▶ READING PASSAGE
************

Service in the Peace Corps involves enduring hardships; it's one of the core expectations. It's important, though, to keep in mind that hardship comes in many forms. For some our main hardship is lifestyle, adjusting to different, usually lower, standards of living. For others our main hardship is work, difficulty collaborating with counterparts. Often it's a combination of the two.

However, no one outright chooses his or her own site. We are placed in our site and are expected to work. We put forth our best effort based on where the office has placed us. For some reason among volunteers, placement in a more developed site is grounds for light ridicule. Volunteers somewhere in the world coined the term Posh Corps, as if to suggest that a particular place could be something other than a 'real' Peace Corps site. This mindset is simply displaced anger at the reality of our own life onto the reality of another, at those who live in what some might consider an "easier" site.

The last La Vaina had a feature with this quote: "I took hot showers in site...I COS'ed on July 26th, but the guilt still persists." Why should taking hot showers by boiling our water be a luxury in which we're not allowed to partake? If a volunteer wants to warm up water for himself, no one should tell him he can or should not. Why is having electricity and Internet access worthy of scorn? We all live differently based on our sites, and even within that range of sites each volunteer can choose to live his or her own way. Sometimes we wash our clothes in the river or by hand, other times in a neighbor's washing machine or our own, and yet other times we treat ourselves to full service laundry at the nearest provincial capital. We all know better than to draw attention to ourselves by living extravagantly, but a hot shower or some peanut butter does not constitute extravagance.

The real problem is not that this mentality of martyrdom exists, but rather that we all preserve it. By making jokes, we become complicit in perpetuating that fallacy. It is preposterous and downright unhealthy to place suffering on a pedestal, to suggest that living isolated and never leaving the most remote site with limited access, having no cell phone or Internet service, eating little to no food, having little to no amenities, and engaging in absolutely no indulgences is somehow a more "real" Peace Corps experience than any other.

We are all real Peace Corps volunteers. We all earn our humble living stipend. By American standards we are paupers, but by local standards we are much closer to kings. We can choose to do with our money and our resources what we will. There is no reason to feel guilty about that. Volunteers give their time and their treasures. We struggle no matter where we live, how we live, or where and how we work on a daily basis. EH, SAS, CEC, and TE (note the implied ranking of sector from most difficult to least difficult site placement), we all face challenges.

************

Bounding-box records:
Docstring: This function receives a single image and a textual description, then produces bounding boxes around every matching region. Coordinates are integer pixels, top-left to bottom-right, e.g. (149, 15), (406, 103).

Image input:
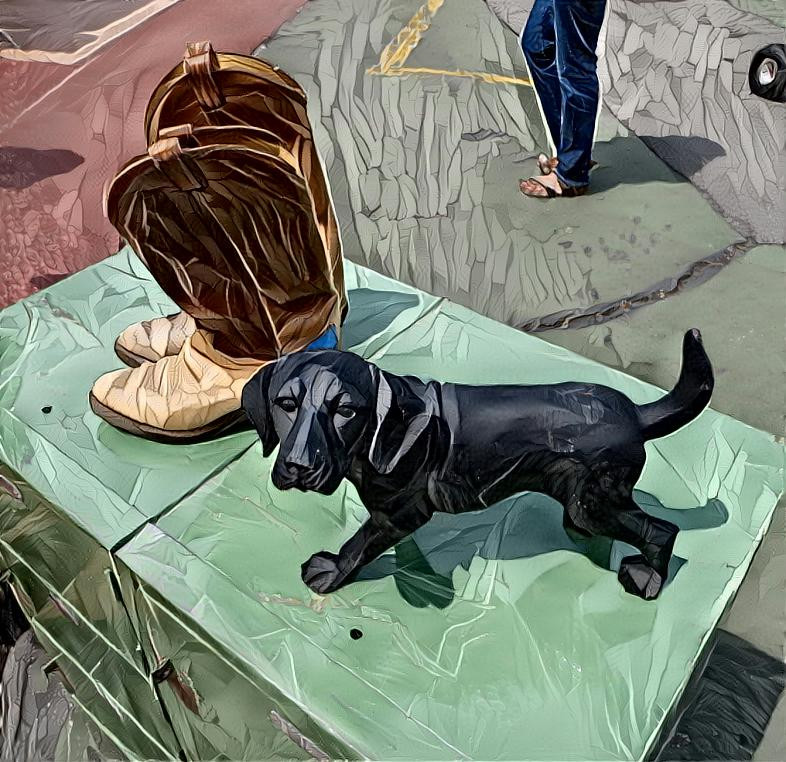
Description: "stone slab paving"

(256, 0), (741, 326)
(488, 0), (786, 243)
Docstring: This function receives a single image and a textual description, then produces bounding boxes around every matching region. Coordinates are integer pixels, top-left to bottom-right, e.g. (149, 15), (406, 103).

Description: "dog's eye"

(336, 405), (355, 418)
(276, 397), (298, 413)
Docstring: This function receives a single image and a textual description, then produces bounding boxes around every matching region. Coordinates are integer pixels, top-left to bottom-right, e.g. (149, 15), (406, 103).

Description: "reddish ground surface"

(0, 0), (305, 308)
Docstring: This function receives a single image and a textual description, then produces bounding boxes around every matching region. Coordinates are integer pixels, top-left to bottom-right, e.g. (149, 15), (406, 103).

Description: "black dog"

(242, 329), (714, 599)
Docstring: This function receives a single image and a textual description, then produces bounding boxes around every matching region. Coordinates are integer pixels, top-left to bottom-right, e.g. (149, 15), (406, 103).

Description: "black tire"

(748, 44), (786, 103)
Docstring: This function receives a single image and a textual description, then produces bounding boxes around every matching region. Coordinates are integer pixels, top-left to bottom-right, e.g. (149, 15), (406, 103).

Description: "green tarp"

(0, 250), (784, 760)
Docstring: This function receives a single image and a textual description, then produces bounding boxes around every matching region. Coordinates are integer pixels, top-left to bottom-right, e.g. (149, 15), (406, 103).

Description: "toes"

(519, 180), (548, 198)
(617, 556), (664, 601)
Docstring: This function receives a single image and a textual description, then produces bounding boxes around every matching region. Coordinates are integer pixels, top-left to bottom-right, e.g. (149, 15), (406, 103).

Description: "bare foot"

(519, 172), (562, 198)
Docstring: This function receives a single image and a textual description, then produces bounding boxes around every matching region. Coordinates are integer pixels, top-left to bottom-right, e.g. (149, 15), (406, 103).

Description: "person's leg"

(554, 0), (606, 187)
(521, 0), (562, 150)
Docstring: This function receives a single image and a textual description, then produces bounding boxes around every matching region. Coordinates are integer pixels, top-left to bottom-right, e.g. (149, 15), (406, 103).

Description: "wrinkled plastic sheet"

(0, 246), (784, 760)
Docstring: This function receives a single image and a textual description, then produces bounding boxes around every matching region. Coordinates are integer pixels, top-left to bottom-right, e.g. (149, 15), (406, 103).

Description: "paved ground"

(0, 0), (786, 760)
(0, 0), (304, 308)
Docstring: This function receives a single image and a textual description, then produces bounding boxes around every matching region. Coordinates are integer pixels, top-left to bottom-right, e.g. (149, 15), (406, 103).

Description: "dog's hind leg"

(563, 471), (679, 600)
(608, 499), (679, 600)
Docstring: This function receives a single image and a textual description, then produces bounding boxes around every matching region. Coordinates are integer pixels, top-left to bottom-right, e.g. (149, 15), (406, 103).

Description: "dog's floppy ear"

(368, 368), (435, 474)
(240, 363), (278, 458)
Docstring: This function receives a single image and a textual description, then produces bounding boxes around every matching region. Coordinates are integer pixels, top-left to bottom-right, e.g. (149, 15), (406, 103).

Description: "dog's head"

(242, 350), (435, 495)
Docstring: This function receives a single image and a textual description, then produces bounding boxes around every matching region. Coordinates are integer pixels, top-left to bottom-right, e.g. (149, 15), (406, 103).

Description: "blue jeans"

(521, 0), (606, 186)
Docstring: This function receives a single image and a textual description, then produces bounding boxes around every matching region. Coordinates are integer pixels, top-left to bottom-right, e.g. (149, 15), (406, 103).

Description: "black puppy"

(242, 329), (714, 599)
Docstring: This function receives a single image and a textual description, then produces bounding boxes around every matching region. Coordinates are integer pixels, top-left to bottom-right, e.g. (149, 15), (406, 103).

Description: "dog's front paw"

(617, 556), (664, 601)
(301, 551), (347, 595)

************

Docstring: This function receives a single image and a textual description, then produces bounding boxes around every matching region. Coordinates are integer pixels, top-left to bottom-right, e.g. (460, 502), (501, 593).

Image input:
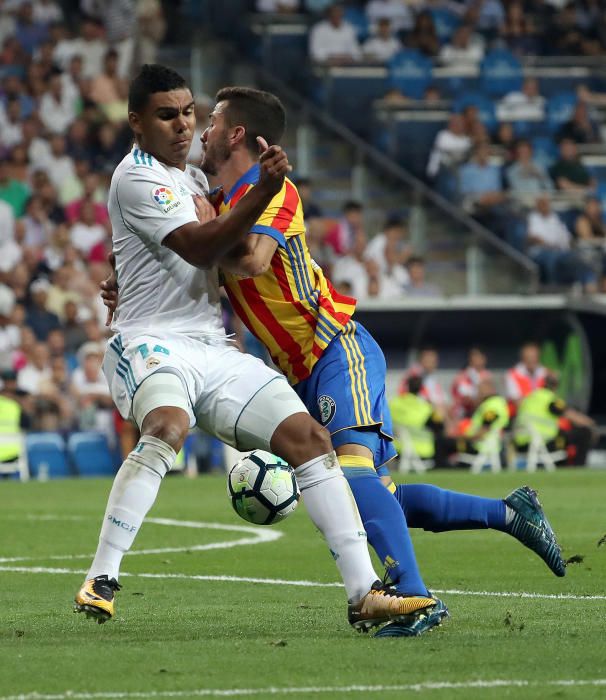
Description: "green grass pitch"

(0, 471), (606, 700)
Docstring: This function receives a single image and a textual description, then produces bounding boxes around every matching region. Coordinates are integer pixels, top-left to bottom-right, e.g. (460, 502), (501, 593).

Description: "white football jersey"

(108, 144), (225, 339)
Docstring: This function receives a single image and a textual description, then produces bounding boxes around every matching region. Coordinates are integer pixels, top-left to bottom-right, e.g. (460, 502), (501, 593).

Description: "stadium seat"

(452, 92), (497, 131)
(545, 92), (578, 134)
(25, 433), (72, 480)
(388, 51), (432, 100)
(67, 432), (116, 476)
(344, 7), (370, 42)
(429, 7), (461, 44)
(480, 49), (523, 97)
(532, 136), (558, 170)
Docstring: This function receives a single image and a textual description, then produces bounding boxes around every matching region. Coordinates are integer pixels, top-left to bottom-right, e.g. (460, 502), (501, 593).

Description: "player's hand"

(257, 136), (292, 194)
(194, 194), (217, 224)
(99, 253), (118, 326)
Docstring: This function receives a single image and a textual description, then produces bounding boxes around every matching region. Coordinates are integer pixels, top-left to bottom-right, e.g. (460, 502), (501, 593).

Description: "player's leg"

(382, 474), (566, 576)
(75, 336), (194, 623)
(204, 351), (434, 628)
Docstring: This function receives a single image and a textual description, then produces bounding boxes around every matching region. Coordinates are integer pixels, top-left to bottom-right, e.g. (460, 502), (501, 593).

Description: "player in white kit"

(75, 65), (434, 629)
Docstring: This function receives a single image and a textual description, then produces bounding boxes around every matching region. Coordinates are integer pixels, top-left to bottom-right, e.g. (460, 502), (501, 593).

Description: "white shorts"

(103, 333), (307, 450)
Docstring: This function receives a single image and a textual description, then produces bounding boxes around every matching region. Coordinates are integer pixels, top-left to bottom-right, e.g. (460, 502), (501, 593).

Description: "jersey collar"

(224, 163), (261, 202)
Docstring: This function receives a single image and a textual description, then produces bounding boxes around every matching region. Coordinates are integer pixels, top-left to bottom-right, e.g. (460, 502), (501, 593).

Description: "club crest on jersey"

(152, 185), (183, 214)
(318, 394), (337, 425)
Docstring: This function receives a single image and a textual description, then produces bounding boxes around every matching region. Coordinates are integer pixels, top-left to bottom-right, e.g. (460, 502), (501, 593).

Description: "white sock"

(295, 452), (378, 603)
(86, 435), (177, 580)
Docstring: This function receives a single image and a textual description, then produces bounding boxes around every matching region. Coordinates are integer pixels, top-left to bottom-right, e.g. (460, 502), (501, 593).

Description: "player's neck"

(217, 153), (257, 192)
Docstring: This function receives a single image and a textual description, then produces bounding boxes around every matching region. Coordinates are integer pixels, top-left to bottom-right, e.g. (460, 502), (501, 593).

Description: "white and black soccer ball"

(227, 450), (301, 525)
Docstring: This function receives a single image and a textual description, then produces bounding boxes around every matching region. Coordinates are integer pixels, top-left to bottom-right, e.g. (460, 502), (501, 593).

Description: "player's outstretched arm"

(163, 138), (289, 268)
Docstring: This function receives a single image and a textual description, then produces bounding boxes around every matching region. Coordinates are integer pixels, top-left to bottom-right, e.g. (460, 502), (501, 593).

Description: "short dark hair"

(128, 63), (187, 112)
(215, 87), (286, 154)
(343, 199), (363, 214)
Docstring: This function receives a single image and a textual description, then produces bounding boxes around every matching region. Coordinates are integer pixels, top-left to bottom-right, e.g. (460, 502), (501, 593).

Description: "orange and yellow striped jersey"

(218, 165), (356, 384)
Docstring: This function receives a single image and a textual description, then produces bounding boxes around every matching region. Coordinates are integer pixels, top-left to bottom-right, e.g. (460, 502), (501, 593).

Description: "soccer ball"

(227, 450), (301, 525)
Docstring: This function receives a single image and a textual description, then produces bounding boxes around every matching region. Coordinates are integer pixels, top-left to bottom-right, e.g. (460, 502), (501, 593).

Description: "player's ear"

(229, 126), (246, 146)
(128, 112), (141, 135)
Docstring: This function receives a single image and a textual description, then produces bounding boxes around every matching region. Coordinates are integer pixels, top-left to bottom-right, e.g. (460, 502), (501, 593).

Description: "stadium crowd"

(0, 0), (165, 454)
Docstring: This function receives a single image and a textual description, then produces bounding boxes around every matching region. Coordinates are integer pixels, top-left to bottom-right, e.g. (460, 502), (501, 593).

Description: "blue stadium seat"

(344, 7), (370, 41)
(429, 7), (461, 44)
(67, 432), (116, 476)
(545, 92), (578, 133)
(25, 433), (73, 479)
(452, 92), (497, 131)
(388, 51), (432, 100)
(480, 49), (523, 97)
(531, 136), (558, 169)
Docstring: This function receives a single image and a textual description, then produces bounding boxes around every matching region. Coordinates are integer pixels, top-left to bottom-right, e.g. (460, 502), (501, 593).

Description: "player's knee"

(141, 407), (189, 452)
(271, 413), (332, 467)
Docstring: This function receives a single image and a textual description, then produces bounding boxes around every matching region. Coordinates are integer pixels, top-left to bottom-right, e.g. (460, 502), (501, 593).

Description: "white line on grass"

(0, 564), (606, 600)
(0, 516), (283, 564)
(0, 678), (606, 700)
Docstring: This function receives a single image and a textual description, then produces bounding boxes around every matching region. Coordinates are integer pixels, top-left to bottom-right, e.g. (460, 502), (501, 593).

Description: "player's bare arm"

************

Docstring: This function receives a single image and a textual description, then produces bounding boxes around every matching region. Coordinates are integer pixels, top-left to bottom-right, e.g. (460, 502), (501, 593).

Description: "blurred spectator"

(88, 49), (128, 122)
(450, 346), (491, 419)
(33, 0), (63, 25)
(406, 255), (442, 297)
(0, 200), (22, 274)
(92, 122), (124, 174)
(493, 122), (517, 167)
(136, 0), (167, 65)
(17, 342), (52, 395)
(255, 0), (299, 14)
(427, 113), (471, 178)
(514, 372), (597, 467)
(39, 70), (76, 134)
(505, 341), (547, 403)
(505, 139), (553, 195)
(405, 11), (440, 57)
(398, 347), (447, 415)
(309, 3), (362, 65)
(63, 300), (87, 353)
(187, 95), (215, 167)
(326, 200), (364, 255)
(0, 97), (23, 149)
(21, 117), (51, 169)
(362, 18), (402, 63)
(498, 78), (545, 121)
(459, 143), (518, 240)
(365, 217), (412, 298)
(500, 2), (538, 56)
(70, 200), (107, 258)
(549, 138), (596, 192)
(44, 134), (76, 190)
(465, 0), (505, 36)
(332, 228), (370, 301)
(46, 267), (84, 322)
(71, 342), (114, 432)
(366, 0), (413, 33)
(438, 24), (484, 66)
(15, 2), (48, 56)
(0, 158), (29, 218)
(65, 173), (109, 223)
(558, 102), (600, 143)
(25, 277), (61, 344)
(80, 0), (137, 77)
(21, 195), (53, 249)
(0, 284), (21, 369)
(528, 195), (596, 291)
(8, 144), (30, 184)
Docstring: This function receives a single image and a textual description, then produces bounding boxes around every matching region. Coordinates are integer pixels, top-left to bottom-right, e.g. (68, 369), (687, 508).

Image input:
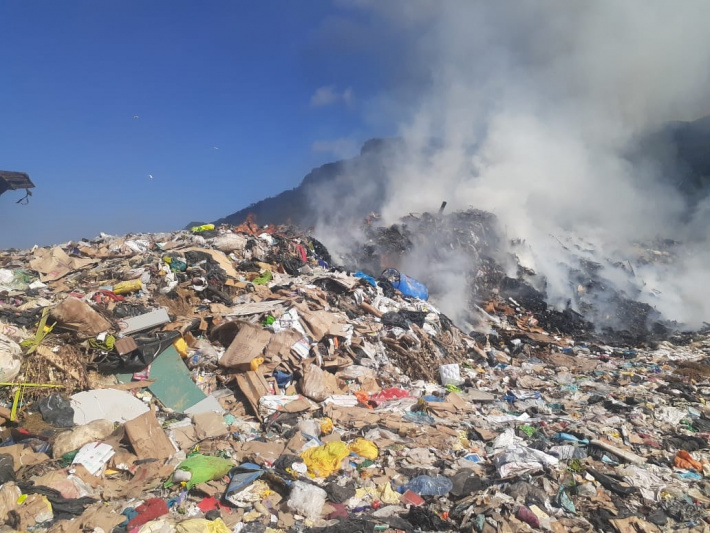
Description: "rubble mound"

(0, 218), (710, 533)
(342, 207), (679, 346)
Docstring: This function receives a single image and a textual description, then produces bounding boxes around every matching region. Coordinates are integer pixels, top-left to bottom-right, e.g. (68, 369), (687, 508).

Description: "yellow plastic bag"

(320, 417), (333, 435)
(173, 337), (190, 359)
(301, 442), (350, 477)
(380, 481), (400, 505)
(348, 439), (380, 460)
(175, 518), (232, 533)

************

▶ EXERCISE TASK 1
What term does the Peace Corps essay say volunteers coined for placement in a more developed site?
▶ EXERCISE TASK 2
Please return every line of the records that contains the word "white".

▶ EXERCISE RESULT 1
Posh Corps

▶ EXERCISE RESULT 2
Description: "white football jersey"
Description: "player in white kit"
Description: "white shorts"
Description: "white sock"
Description: "white and black soccer ball"
Description: "white line on grass"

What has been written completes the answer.